__WRITTEN TASK__:
Please rewrite the lines between the one holding "Grounding query — element: silver door knob" and the one holding "[0,246,58,282]", inclusive, as a Markdown table with a No column counting them and a Text column for each line, leaving out blank lines.

* BEGIN *

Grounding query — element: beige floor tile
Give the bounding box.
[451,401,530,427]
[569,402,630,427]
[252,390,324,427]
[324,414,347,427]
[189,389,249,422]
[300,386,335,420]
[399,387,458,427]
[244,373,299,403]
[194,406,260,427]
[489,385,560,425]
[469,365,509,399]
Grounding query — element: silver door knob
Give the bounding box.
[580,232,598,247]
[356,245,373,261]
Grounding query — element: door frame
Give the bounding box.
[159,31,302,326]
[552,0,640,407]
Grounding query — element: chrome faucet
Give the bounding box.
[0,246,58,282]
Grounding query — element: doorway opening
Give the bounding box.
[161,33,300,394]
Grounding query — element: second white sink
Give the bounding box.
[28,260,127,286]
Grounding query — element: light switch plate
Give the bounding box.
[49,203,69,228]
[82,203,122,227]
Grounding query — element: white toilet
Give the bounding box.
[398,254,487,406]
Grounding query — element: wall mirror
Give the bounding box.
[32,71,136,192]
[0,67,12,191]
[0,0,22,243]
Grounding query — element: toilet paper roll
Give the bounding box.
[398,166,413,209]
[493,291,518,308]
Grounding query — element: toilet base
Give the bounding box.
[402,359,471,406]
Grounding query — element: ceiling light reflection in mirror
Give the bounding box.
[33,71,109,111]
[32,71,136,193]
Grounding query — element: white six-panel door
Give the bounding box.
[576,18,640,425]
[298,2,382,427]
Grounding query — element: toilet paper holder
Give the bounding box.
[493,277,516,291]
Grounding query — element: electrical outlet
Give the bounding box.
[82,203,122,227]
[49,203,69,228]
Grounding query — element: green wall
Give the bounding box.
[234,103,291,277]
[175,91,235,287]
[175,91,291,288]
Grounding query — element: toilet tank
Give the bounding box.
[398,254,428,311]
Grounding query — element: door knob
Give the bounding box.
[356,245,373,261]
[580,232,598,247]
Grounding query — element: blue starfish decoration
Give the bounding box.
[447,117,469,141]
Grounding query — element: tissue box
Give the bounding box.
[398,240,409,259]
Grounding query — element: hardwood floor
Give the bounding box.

* END *

__FINAL RESULT__:
| No | Text |
|---|---|
| 1 | Grounding query — element: silver door knob |
| 2 | Give the bounding box. |
| 3 | [580,232,598,247] |
| 4 | [356,245,373,261] |
| 5 | Grounding query — element: door frame |
| 6 | Give the bounding box. |
| 7 | [159,31,302,326] |
| 8 | [552,0,640,407] |
| 9 | Grounding query — element: chrome faucet |
| 10 | Give the bounding box. |
| 11 | [0,246,58,282] |